### SUPPLIED MATERIAL
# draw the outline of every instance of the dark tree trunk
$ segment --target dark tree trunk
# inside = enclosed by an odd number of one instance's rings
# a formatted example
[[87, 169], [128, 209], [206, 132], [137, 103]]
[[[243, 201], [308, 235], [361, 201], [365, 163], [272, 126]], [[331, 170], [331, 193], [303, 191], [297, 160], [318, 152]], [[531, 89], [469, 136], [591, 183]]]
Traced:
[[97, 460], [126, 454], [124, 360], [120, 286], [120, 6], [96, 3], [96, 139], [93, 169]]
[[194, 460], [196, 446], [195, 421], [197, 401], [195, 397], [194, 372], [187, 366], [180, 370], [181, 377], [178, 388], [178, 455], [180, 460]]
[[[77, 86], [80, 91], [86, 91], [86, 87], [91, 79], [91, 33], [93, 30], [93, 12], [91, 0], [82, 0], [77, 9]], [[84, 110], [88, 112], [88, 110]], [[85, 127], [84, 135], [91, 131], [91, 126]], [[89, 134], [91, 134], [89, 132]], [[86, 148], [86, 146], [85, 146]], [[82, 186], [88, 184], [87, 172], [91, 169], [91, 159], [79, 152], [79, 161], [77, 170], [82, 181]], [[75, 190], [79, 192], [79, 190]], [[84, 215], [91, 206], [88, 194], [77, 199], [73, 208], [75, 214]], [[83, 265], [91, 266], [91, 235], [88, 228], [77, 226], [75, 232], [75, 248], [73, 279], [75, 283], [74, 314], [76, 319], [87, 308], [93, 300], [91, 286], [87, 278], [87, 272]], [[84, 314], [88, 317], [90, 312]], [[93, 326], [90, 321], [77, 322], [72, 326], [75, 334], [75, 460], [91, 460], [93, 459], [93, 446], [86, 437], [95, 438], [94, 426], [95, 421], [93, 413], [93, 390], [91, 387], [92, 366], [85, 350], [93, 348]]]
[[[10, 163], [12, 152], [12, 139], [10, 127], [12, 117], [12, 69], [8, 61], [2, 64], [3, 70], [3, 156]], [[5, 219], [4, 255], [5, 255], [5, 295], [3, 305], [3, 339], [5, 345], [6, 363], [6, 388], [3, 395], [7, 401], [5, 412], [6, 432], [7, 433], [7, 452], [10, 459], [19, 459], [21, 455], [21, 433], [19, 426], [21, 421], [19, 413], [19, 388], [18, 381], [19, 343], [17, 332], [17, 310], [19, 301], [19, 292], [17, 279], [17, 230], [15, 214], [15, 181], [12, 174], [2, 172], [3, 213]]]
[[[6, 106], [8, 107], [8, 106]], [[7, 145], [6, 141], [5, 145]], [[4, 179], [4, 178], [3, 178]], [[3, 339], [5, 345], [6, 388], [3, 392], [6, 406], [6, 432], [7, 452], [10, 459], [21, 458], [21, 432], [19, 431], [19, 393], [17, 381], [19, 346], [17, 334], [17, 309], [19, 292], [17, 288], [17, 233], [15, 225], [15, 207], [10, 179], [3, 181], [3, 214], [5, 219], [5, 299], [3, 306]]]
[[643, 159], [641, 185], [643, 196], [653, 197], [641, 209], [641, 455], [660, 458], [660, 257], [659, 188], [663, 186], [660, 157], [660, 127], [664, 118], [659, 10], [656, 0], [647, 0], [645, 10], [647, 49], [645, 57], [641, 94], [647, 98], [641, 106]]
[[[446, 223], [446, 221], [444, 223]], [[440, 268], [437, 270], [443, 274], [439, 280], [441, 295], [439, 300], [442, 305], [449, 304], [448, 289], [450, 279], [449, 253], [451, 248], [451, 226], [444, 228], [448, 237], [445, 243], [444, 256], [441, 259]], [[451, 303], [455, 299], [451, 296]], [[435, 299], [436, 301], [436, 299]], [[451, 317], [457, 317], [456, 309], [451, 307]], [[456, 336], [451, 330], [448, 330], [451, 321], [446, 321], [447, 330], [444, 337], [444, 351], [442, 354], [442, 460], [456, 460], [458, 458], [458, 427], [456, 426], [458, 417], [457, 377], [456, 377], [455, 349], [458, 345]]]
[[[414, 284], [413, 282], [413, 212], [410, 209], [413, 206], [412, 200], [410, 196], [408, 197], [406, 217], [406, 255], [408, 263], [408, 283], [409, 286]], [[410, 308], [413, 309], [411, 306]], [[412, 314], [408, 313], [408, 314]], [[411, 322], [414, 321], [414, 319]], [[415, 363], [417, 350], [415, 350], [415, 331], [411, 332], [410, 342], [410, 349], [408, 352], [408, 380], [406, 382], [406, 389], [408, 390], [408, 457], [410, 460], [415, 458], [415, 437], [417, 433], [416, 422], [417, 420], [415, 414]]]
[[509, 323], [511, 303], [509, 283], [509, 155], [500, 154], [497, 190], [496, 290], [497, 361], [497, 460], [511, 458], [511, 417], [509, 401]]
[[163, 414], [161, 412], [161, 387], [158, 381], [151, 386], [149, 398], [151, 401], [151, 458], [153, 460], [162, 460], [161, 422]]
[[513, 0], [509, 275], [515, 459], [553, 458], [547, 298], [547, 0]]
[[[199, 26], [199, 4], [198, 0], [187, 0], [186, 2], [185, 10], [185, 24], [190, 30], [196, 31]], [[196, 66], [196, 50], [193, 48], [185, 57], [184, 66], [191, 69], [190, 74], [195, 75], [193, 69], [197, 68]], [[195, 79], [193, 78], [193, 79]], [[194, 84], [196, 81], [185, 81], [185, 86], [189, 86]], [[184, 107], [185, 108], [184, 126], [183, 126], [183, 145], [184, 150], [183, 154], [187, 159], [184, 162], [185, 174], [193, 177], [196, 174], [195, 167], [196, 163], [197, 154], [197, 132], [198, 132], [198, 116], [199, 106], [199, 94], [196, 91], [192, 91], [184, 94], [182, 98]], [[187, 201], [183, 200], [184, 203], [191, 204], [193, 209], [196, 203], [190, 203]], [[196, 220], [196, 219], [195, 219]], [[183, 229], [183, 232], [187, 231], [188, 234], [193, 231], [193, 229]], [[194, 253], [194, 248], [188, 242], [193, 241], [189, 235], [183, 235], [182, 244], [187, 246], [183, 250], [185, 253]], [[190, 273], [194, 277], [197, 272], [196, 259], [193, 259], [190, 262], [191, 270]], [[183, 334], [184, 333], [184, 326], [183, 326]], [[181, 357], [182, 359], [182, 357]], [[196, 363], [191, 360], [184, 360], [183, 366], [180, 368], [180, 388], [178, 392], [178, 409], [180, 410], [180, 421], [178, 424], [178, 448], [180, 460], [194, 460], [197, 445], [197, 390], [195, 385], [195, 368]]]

### DIRECTION
Please rewrite the rows from the first one up to and including the line with "139], [93, 169]]", replacing "dark tree trunk" with "pale tree trunk" and leaving everything else unchanged.

### EXERCISE OUTPUT
# draw the outline of every instance of the pale tree trunk
$ segment --target pale tree trunk
# inside = enclosed by an odd number of one instance's rings
# a formatted example
[[87, 169], [128, 209], [206, 132], [137, 103]]
[[[243, 201], [308, 235], [361, 201], [365, 163], [272, 126]], [[331, 170], [331, 193], [303, 191], [297, 160], [318, 152]], [[531, 89], [469, 136], [591, 183]]]
Traced:
[[97, 460], [126, 454], [124, 360], [120, 286], [120, 6], [96, 3], [96, 139], [93, 169]]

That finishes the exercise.